**** Text excerpt

When my father-in-law handed me the rifle that first time, I nearly dropped it, caught off guard by its heft. This was not entirely surprising, since I had never shot a gun in my life. Growing up in the suburbs outside New York City, having a heart murmur that kept me out of the Vietnam War, and spending my post-college years at a commune in the Northern California woods where hunting was banned and animal spirits were worshiped—all these kept me a gun virgin well into midlife."Just try to hit the drum first," Radcliffe told me, pointing at a blue oil barrel he'd set out across a field at his South Texas ranch.
I raised the bolt-action .270 and looked for the drum in the sights. "Back your eye away from the scope," Radcliffe advised with a chuckle. "Otherwise you'll get a shiner when the gun recoils, and people will think I've been beating you. That's called 'getting scoped.'"
We made an odd couple, my father-in-law and I: He, a true Texan, rancher, oilman, expert hunter, Harvard law grad, World War II vet; I, a Yankee, writer, ex-hippie, pacifist, ecology freak. Still fit and trim then at eighty, as he is today at ninety, with gray eyes and a rancher's thin-lipped smile, he was dressed in his typical off-work wear: a tan hunting shirt, khaki slacks, and a beat-up round-brimmed fishing hat. I had on my trademark and most un-hunterly black T-shirt and blue jeans. "By the way, you need to get yourself some hunting clothes," he told me with apparent disdain. "The deer are going to see you coming a mile away."
For the first several years of my marriage to his daughter, I'd sniffed at Radcliffe's overtures to introduce me to the pleasures of deer hunting. "Maybe with a video camera," I told him once, and he rolled his eyes at my sixties-influenced opinions. In fact, one year I did go out stalking with his VHS camera, an early-eighties model the size of a Gatling gun, and took some terribly indistinct footage of what seemed to be either a big buck or Big Foot. Then, out of the blue, I gave in. Was it pure curiosity? A desire to please? In truth, I had begun to feel guilty for not taking Radcliffe up on his offer. For here was a man with so much knowledge of the outdoors, the earth, of life itself to pass on. It wasn't his fault that two of his daughters had brought home Yankee writers instead of, more appropriately, flinty-eyed real Texans, the kind who own camouflage Suburbans and learned to shoot before they could crawl.

********
**** Dataset section

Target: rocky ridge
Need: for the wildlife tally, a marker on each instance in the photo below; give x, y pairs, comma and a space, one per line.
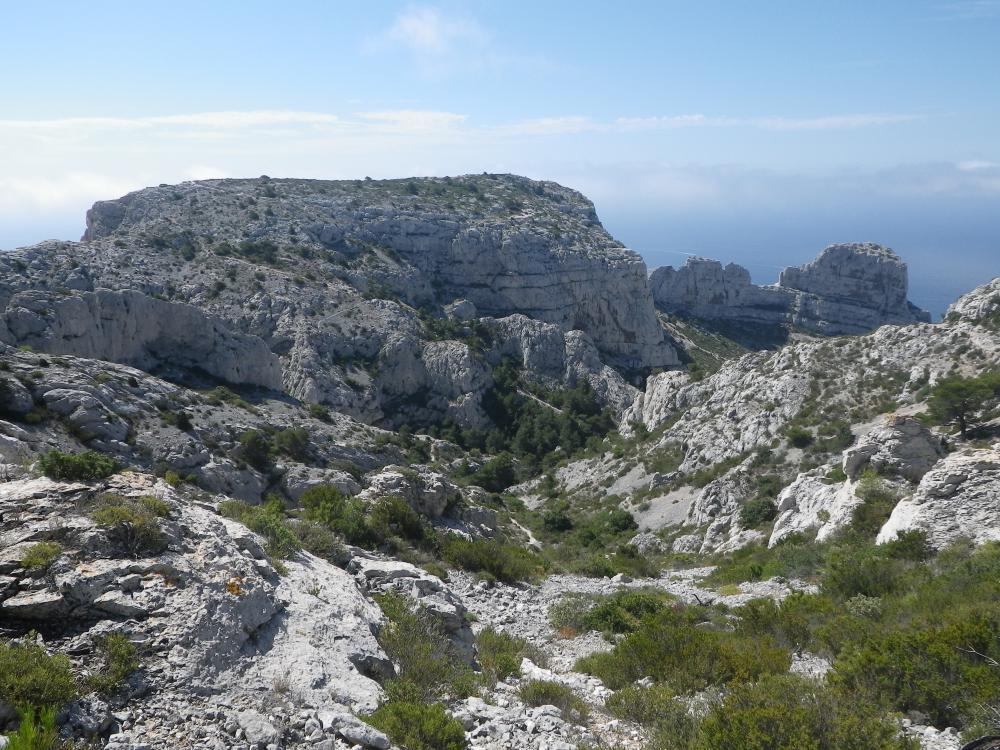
847, 289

********

» Set of tasks:
(1) In the deer-hunting text, what kept the narrator out of the Vietnam War?
(2) Please resume the deer-hunting text right after its last sentence.

» Final answers:
(1) A heart murmur.

(2)
It had taken me a while to figure out how important deer hunting was in this family, in this whole part of the state, for that matter. Before Tracy and I were married, she'd informed me that Christmas would often be spent with her family in Laredo. No problema, I figured. Eat those sugary crispy buñuelos for breakfast, shop across the river in lieu of enduring mall madness, carol in Spanish. Feliz Navidad . Not being a hunter herself—she'd shot a buck when she was ten years old but was so disheartened by the experience that she never tried again—Tracy neglected to mention the deer thing. Christmas in South Texas, it turns out, is more about whitetails than reindeer. Deer hunting is a big deal all over Texas—last season some 420,000 whitetails were killed in the state—but in the brush country "buck fever" is truly a sickness. My wife's mother, normally a paragon of social graces, will abandon any family gathering to pursue the eighteen-pointer she's been tracking. All over Laredo people leave work early to head for their deer leases and blinds. The first question at Christmas parties isn't, "What'd Santa bring you?" It's, "Huntin' much?" Or, more typically, "Seen anything?"
One year there was word of considerable poaching on various ranches in the area, so state game wardens helped set up a sting operation. A faux trophy buck with a monstrous set of antlers was created, set in a field on private property, partly concealed in brush, then attached to a system of ropes and pulleys so that it could be moved or pulled down if it was shot at. Sure enough, on the second day, a young fellow stopped his truck, slipped through the fence, and fired. Down went the buck. As the man ran headlong toward his prey, he was apprehended by a game warden. "Okay, okay, you got me," he said breathlessly, "but just let me see my deer."
I took a couple of deep breaths and tried to hold the crosshairs steady, but they kept flopping around uncontrollably. Then Radcliffe demonstrated how to use the gun strap as a brace. Much better. The blue target was relatively calm in the scope. "Squeeze the trigger. Don't pull," Radcliffe said.
I squeezed. Nothing happened. Perhaps I was taking the squeeze thing too literally, I thought. I squeezed again and sneaked in the slightest suggestion of pull. Something big happened. Lulled by the thousand harmless TV gunfights I'd watched, I was shocked by the power, the kick, the crack of the real thing. Guns stop time. Guns change the world. One moment there is silence, the next there is a break in the space-time continuum, a hole in the universe. Or at least, I hoped, in one blue 55-gallon barrel.
Radcliffe looked through his binoculars. "Dead center!" he cried. "Now try for one of the cans."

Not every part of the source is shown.